PROBLEM >>
Pick out each line of the material below that contains the word "vertical", and copy those lines.

········

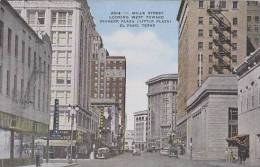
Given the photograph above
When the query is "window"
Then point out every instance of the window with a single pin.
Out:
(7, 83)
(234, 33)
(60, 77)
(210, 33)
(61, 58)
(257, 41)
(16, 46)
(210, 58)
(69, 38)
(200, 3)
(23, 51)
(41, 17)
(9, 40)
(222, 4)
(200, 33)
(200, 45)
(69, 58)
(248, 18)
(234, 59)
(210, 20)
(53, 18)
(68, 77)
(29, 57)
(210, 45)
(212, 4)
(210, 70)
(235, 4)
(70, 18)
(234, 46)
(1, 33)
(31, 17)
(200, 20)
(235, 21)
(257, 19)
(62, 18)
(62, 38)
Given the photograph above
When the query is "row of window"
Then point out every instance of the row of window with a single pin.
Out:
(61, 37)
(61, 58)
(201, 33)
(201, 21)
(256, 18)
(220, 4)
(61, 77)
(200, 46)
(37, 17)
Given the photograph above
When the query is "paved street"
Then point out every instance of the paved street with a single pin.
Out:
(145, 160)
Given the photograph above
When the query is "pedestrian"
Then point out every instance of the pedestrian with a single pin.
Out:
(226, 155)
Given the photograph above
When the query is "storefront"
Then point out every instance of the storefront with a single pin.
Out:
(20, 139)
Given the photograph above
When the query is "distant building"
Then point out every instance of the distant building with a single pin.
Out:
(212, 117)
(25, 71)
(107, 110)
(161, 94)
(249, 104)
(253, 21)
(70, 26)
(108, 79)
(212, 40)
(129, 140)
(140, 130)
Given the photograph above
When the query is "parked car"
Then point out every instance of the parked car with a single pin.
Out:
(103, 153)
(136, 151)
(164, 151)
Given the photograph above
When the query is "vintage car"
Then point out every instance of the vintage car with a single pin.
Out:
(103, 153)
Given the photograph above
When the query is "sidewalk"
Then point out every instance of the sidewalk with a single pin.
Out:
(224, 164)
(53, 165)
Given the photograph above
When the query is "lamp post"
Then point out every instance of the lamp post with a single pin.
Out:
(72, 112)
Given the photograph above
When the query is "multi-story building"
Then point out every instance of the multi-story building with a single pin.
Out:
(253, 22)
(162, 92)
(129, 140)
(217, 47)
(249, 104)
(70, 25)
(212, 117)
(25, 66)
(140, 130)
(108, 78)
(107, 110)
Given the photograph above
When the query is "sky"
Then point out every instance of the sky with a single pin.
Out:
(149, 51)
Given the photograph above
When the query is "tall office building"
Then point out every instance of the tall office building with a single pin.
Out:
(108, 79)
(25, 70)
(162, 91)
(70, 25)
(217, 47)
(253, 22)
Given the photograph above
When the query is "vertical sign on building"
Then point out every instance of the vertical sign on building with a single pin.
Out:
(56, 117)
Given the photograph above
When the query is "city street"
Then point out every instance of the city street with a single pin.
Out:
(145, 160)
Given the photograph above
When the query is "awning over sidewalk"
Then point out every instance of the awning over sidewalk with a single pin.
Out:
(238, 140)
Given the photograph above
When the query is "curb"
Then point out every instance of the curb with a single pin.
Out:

········

WRITTEN REPLY >>
When the query is "vertical sign on building"
Then point out every instance of the vertical sign on building with a single pin.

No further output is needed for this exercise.